[Begin Document excerpt]
Contextual Embeddings and Graph Convolutional Networks for Concept Prerequisite Learning

This repository contains the code for our Graph Split algorithm, the concept embeddings we generated using concept names and concept definitions from Wikipedia, and the data we used for the experiments presented in the paper: Contextual Embeddings and Graph Convolutional Networks for Concept Prerequisite Learning.

Contextual Embeddings and Graph Convolutional Networks for Concept Prerequisite Learning

Structure of the Repository

.
[End Document excerpt]
§ Exercise aim:
List each thing the concept prerequisite learning repository description says the repository contains.
[Begin Listed records]
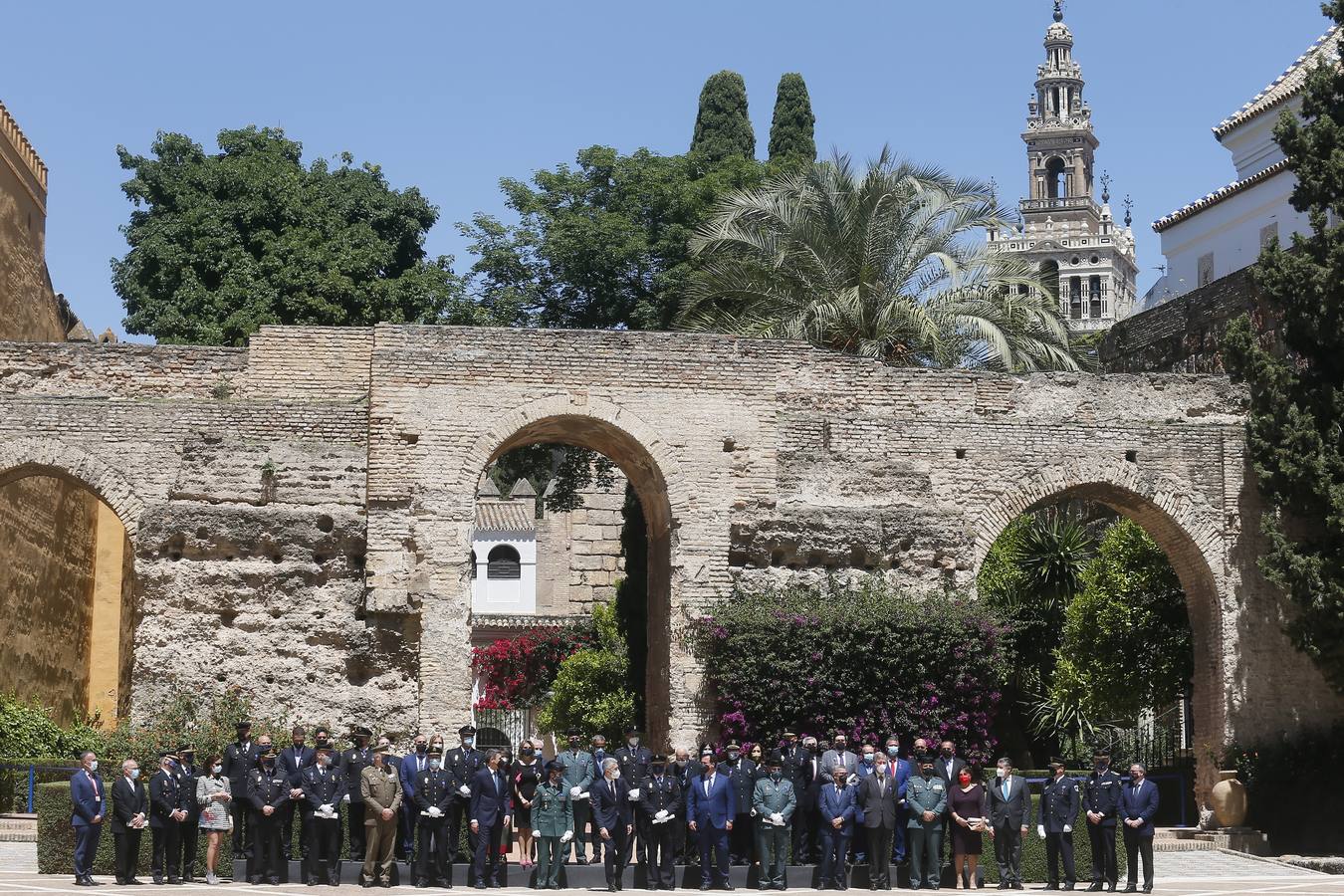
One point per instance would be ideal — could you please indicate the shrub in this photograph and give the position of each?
(855, 657)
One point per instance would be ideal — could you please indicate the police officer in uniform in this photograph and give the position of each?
(1101, 802)
(436, 799)
(461, 762)
(352, 764)
(325, 787)
(576, 777)
(239, 760)
(1058, 813)
(268, 790)
(634, 768)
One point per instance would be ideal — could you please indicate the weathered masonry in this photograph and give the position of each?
(300, 511)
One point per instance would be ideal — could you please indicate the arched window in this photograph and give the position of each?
(503, 563)
(1056, 181)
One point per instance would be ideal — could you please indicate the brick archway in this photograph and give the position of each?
(1190, 537)
(640, 452)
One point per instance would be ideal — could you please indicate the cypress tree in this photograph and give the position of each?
(722, 126)
(1297, 389)
(791, 138)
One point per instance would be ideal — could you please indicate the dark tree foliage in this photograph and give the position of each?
(722, 125)
(791, 129)
(1297, 396)
(222, 243)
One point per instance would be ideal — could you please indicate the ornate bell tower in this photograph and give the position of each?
(1074, 242)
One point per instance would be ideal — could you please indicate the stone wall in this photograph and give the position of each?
(253, 510)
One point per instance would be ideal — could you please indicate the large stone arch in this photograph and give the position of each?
(62, 460)
(1194, 543)
(649, 466)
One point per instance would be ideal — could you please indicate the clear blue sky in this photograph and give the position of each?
(453, 96)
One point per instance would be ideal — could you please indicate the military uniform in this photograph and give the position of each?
(266, 787)
(1058, 813)
(1101, 795)
(434, 853)
(773, 798)
(553, 817)
(579, 772)
(925, 846)
(325, 787)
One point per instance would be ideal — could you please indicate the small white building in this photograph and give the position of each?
(1225, 231)
(504, 551)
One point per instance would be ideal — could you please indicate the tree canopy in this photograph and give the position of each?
(225, 242)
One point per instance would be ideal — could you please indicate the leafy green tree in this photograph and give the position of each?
(601, 245)
(222, 243)
(590, 687)
(1297, 400)
(887, 264)
(1125, 644)
(722, 125)
(791, 129)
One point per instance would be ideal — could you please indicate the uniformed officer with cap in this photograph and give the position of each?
(461, 764)
(268, 788)
(352, 764)
(578, 773)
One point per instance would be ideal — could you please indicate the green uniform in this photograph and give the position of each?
(773, 796)
(925, 841)
(553, 817)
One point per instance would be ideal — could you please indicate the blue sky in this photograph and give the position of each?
(453, 96)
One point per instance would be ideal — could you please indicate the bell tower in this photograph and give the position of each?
(1074, 242)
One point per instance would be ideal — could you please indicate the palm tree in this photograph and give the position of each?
(889, 265)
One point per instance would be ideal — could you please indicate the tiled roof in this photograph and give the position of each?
(1283, 88)
(506, 516)
(1217, 196)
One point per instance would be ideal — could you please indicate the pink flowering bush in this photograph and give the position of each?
(857, 658)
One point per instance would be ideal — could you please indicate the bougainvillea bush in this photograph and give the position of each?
(855, 657)
(518, 672)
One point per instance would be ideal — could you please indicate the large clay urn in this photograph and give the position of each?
(1229, 800)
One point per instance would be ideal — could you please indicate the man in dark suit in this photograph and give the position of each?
[End Listed records]
§ Problem solution:
- The code for the Graph Split algorithm
- The concept embeddings generated using concept names and concept definitions from Wikipedia
- The data used for the experiments presented in the paper "Contextual Embeddings and Graph Convolutional Networks for Concept Prerequisite Learning"